### PROBLEM TO SOLVE
Copy every line of each item below exactly as it appears.

** start **

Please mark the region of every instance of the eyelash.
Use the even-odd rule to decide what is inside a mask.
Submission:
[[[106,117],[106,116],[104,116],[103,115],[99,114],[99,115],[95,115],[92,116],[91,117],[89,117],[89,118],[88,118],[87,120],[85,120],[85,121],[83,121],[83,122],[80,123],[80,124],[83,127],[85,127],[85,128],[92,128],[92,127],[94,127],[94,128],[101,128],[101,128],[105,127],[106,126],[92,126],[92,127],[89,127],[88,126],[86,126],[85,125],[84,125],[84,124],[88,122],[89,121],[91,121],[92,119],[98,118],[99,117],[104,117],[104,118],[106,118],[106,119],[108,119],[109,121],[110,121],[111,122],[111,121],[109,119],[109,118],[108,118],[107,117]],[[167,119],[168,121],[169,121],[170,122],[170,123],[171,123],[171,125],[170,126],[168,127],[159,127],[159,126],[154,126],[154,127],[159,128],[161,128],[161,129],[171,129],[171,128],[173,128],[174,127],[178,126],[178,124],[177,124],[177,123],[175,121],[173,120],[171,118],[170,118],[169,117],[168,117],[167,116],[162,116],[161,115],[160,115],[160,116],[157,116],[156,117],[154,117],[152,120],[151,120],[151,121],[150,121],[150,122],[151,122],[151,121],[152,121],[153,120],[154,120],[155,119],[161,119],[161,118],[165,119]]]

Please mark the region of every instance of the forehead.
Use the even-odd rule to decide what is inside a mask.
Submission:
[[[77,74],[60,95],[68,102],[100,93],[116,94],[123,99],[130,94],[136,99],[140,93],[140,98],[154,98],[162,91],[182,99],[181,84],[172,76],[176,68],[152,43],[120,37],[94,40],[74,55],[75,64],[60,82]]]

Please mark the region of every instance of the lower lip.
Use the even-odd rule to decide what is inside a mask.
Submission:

** end **

### OUTPUT FOR THIS TASK
Please mark the region of every instance of the eyelash.
Use the even-odd rule to decide what is inside a mask.
Submission:
[[[106,117],[106,116],[104,116],[103,115],[99,114],[99,115],[95,115],[92,116],[91,117],[89,117],[89,118],[88,118],[87,120],[85,120],[85,121],[83,121],[83,122],[80,123],[80,124],[83,127],[85,127],[85,128],[92,128],[92,127],[94,127],[94,128],[101,128],[101,128],[105,127],[106,126],[92,126],[92,127],[89,127],[88,126],[86,126],[85,125],[84,125],[84,124],[88,122],[89,121],[91,121],[92,119],[98,118],[99,117],[104,117],[104,118],[106,118],[106,119],[108,119],[109,121],[110,121],[111,122],[111,121],[109,119],[109,118],[108,118],[107,117]],[[167,119],[168,121],[169,121],[170,122],[170,123],[171,123],[171,125],[170,126],[168,127],[159,127],[159,126],[154,126],[154,127],[159,128],[161,128],[161,129],[171,129],[171,128],[173,128],[174,127],[178,126],[178,124],[177,124],[177,123],[175,121],[173,120],[171,118],[170,118],[169,117],[168,117],[167,116],[162,116],[161,115],[160,115],[160,116],[157,116],[156,117],[154,117],[152,120],[151,120],[151,121],[150,121],[150,122],[151,122],[151,121],[152,121],[153,120],[154,120],[155,119],[161,119],[161,118],[165,119]]]

Please mark the region of every instance of the forehead.
Use the even-odd rule to decide what is inside a mask.
Submission:
[[[77,74],[60,95],[68,102],[100,93],[116,94],[123,99],[130,94],[136,99],[140,93],[140,98],[154,98],[162,91],[182,99],[181,84],[172,76],[176,68],[152,43],[120,37],[94,40],[74,55],[75,64],[60,82]]]

Please mark the region of every instance of the lower lip.
Use the even-odd rule to decide what is inside a mask.
Submission:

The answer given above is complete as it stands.